- **TEXT FOR ANALYSIS**:
○ ○ ○

>>> are quite likely to look at the examples, ignore the text, and
>>> misunderstand what's going on if the examples provide convenient
>>> semantics not required by the protocol.
>>> 
>>> [Comment]
>>> I don't like this change.  Are you sure?   
>>> In some earlier messages, I mentioned that word transmission is *greatly preferable* to broken-word transmission.
>>> Also, if an implementer misunderstands, this detail is a more harmless misunderstanding than broken-word transmission.
>>> 
>>> There are other examples in the spec.
>>> Comments welcome from people other than Kevin and Gunnar -- I need more comments because I have comments that they prefer this Introduction, so I need to reconcile conflicting advice about the Introductory example.  XEP-0301 permits you to transmit real-time text any way you want: character-at-a-time, word-at-a-time, word bursts, original typing intervals, time-smoothed, etc.   The Introductory Example is unable to demonstrate all of the possible methods.  IMHO, I chose the 'safest' introductory example.
>>> 
>>> Again, word transmission is greatly preferable over broken-word transmission.  (There's been arguments in some accessibility organizations in some countries, some say they prefer keypress intervals, some prefer word transmission instead of keypresses, etc.)   I am talking to a guy from a telco in UK, and he informed me of a political debate.  
>>> 
>>> Can at least a few more "outsiders" comment on this change, please?  Thanks :-)
>>> 
>> I have also noticed occasional theoretical discussions about word transmission instead of real-time text. But that just introduces delays. Long words can take long time to type on small devices, and many times you have benefit of seeing the word created in real-time so that you can keep your mind in sync with the sender. 
>> 
>> We discussed this before.  If a word takes longer than usual to type, you just simply transmit whatever the word is so far.  It will cause occasional broken words for those times that people take a long time to compose a word.   But that's OK. 
>> 
>> Even if it could be mentioned somewhere, the spec is about real-time text, and the first example, showing the very basic features shall also show a realistic example of transmitting real-time text. Not word-by-word.
>> 
>> I disagree. There are implementers demanding word transmission.  
>> Your edit is rejected unless there's lots of demand (i.e. 5 people publicly agreeing with you with no further disagreements in the mailing list)

○ ○ ○

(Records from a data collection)
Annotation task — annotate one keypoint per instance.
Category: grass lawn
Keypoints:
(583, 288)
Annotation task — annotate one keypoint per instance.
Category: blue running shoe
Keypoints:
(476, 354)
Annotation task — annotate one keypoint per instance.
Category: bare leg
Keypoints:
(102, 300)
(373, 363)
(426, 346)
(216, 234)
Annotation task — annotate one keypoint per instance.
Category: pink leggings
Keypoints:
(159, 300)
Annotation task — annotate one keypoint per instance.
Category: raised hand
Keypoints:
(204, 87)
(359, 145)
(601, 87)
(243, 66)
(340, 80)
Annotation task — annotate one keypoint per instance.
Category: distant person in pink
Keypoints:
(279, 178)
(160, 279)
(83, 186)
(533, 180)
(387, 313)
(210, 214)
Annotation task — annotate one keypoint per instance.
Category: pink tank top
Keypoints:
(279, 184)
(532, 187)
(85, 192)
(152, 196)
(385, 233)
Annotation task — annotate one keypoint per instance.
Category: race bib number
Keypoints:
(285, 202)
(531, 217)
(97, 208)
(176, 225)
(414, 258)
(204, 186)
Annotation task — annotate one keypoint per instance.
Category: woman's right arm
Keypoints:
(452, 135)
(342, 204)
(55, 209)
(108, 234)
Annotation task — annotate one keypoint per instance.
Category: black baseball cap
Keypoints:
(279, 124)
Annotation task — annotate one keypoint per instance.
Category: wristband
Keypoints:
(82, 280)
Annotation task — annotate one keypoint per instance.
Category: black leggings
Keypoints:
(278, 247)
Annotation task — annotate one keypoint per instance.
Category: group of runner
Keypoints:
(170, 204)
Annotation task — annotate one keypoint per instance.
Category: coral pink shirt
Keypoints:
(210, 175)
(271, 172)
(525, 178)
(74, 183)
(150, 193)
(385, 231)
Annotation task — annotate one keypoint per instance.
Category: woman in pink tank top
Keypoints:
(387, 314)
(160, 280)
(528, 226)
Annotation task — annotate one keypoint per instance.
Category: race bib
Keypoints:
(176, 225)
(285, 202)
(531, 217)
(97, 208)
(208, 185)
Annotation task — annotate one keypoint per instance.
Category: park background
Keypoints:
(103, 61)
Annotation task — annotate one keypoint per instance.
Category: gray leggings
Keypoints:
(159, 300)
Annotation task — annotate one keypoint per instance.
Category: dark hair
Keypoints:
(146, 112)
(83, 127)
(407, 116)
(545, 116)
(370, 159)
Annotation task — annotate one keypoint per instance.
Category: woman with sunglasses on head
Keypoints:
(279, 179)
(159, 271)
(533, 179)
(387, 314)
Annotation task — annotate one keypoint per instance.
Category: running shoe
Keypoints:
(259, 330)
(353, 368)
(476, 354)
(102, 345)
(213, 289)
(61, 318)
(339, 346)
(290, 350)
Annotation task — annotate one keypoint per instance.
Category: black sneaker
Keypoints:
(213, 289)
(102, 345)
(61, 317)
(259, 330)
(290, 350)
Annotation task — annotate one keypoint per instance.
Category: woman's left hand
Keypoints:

○ ○ ○

- **TASK TO COMPLETE**: Pick up the discussion about word transmission in real-time text and carry it on from its last sentence.

- **TASK RESULT**:
>> 
>> Word-by-word also have the risk of delaying the last typed word from being transmitted. It must have some inactivity timeout and transmit whatever is typed if the user just stops typing at the end of a word without any space or punctuation mark. In order to not interfere with slow typing, a timeout should likely be in the order of 7 seconds. That is an unfortunate extra delay in these circumstances.
>> 
>> That is not a problem, if you have a time limit for word composition (i.e. 1 second transmission interval, and reset the transmission interval everytime you hit the spacebar.  So that words come out very quickly, with no delays more than 1 second)
>> 
>> Please accept the proposals for the first example being a real-time text example.
>> 
>> I need comments from several people.  There are people (some of Darren Sturman's colleagues) who would disagree with you.
>> 
>> Thank you,
>> Mark Rejhon 
> The word-by word issue is a theoretical one that has been up for discussion in the real-time text area occasionally through the years. ( especially in UK, I do not know why. ) I am not aware of any implementation or investigation that has shown that it has any benefit over Natural Typing or time smoothing. Even if you say that there is demand for word-by word, it should not be allowed to confuse the readers in the first example of a real-time text standard. 
> 
> I propose that you follow the advice and do real-time text in the first example. 
> 
> Please note that no explanations around example one says that it is intentionally made on word boundaries. It would be more logical to mention it in the text among implementation notes in chapter 6, and let the specification start with explaining the main implementation.
> 
> And, in fact word-by-word is mentioned in 6.1.4. It is not under a heading that would make you find it easily. You may change the heading or divide the section in two if you want it to be more visible.